* _Exercise aim_
Reproduce the records below exactly; no pictures.

* _Source material_
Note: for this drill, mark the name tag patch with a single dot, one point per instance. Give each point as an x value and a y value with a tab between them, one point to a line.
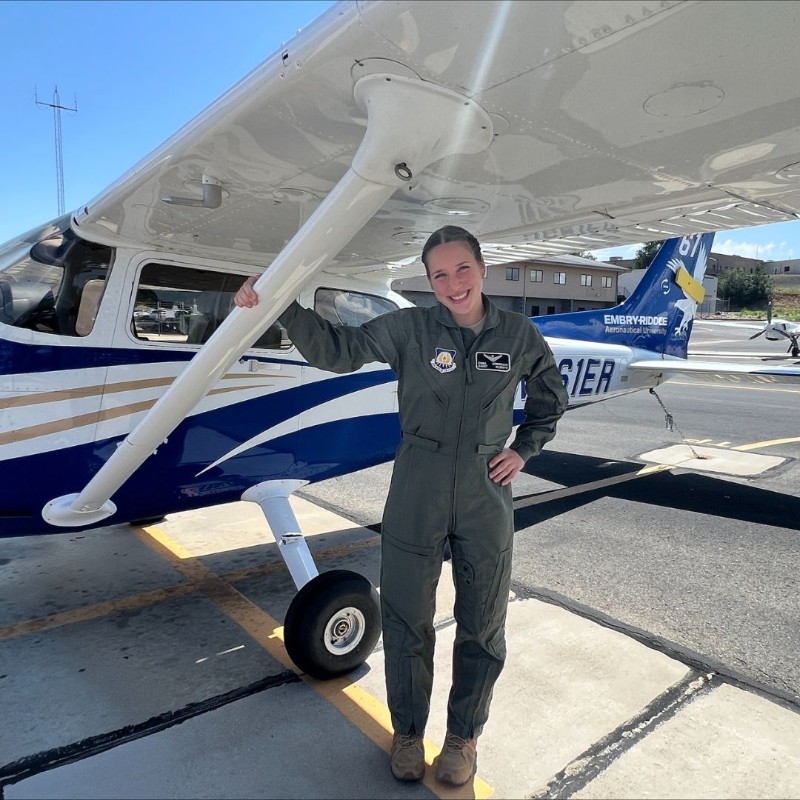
494	362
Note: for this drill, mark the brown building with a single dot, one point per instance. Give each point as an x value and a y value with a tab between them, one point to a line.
538	286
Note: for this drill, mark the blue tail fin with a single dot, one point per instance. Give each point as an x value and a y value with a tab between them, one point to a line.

* _Answer_
Note: for this drill, mark the name tag patch with a single dot, one point per instance. Give each point as an x value and a y value with a tab between them, one point to a line.
494	362
Note: for this drill, mark the brown building with a single dot, one point per instance. Give each point as an x value and a y value with a tab between them, one point to a line.
538	286
Note: for this drill, mark the blue tail fin with a single dot, one point per instance. Give each point as an x value and a y value with a tab between them, one point to a line.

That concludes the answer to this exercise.